◆ SHORT EXERCISE A: In the passage below about the writer's mother, what was her last project?
◆ SHORT EXERCISE B: Pull out every line of the rows that contains the string "headlamp".

◆ PAGE EXCERPT:
What I found in my parents was a willingness to love others without expectations of love in return, AND they were both willing to express concern and offer suggestions when they felt someone were being hurtful to themselves or to others.  For me, that is what unconditional love is all about. 

As one by one, friends and family of my mom came to offer me their condolences, their stories were consistent.  My mom always had time for them, she always made them feel special and cared for, she never missed an opportunity to volunteer to help others, to give something away with love (many of you have her crosses that she crocheted with love.  Her last project was trying to learn to crochet a heart when she learned that maybe a cross wasn’t the best gift to give a Buddhist…)

◆ EXERCISE DATA:
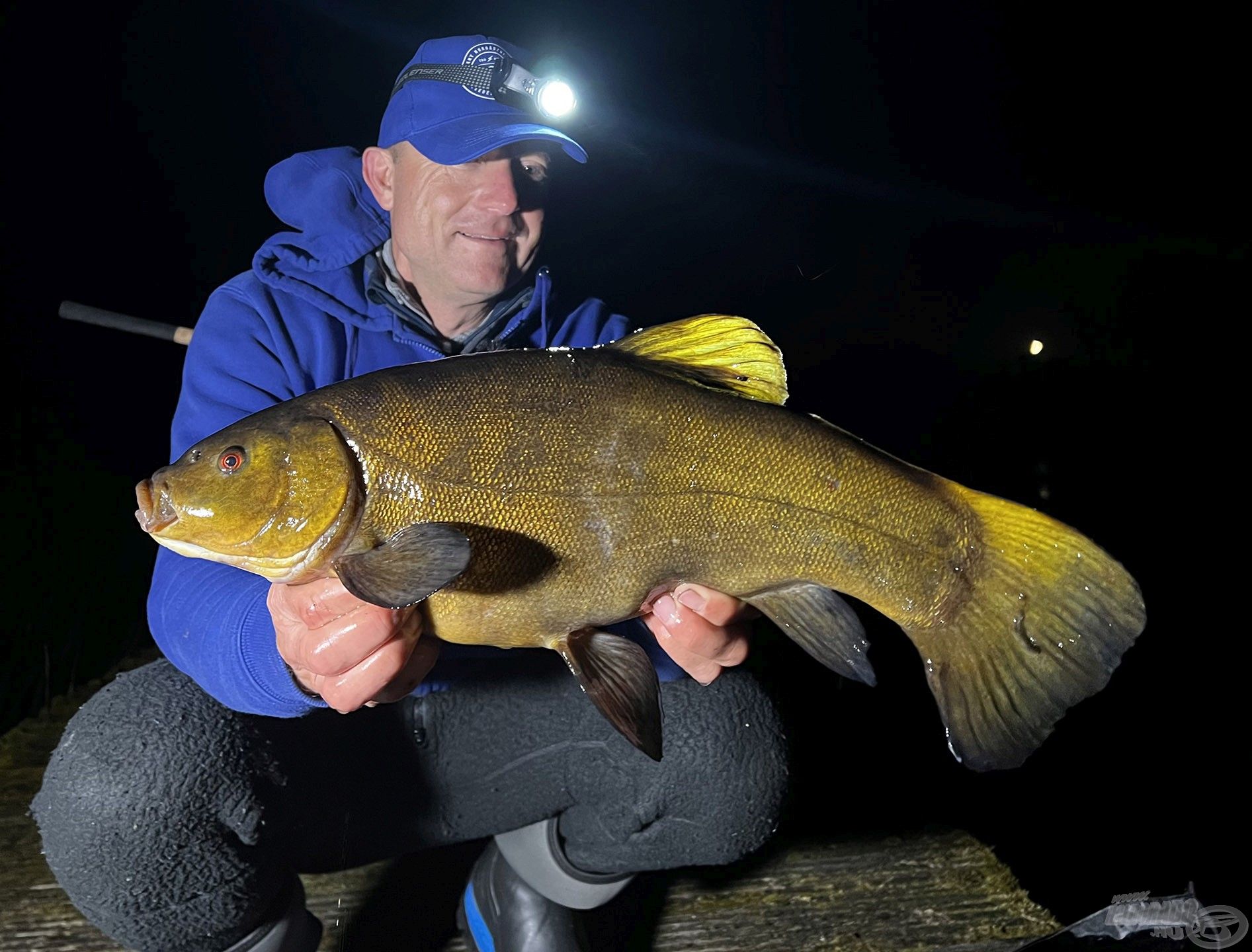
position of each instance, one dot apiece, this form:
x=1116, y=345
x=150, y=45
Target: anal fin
x=821, y=623
x=620, y=680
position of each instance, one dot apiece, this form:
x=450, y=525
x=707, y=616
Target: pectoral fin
x=821, y=623
x=412, y=565
x=620, y=680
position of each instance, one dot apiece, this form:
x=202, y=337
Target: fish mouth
x=155, y=510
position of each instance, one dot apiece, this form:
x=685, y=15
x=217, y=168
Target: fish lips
x=155, y=510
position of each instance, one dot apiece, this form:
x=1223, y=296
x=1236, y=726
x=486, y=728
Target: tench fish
x=532, y=497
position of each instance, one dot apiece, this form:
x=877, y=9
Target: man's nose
x=500, y=188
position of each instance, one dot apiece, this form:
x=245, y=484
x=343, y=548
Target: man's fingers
x=715, y=607
x=420, y=663
x=366, y=681
x=696, y=635
x=700, y=649
x=339, y=646
x=313, y=604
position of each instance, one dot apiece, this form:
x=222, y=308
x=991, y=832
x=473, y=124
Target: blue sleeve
x=589, y=325
x=210, y=619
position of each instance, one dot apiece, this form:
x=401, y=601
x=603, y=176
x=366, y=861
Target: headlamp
x=550, y=98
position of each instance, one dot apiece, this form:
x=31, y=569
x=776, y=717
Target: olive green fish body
x=538, y=496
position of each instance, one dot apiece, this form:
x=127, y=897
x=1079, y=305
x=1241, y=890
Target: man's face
x=466, y=233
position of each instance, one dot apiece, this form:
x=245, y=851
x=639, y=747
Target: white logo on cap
x=485, y=54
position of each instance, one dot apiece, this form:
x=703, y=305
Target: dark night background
x=903, y=194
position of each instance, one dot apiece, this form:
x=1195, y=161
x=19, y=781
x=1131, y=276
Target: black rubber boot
x=499, y=912
x=524, y=894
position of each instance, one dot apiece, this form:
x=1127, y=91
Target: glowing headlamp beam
x=552, y=97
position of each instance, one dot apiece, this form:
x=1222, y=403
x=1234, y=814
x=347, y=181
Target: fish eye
x=232, y=459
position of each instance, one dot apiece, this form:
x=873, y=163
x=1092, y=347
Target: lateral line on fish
x=719, y=493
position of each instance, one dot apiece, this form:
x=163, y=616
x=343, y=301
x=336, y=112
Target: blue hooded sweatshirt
x=313, y=311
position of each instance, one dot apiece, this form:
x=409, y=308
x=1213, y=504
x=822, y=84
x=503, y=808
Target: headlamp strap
x=489, y=75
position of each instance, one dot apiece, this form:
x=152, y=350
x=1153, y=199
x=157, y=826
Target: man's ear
x=378, y=171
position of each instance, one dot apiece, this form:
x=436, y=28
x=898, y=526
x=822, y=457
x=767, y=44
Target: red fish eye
x=231, y=459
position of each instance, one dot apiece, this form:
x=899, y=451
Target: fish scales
x=530, y=498
x=691, y=483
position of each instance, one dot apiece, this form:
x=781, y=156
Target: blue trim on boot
x=478, y=926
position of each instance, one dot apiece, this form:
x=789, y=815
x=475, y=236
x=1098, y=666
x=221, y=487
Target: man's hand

◆ TASK RESPONSE A: Trying to learn to crochet a heart.

◆ TASK RESPONSE B:
Target: headlamp
Target: glowing headlamp beam
Target: headlamp strap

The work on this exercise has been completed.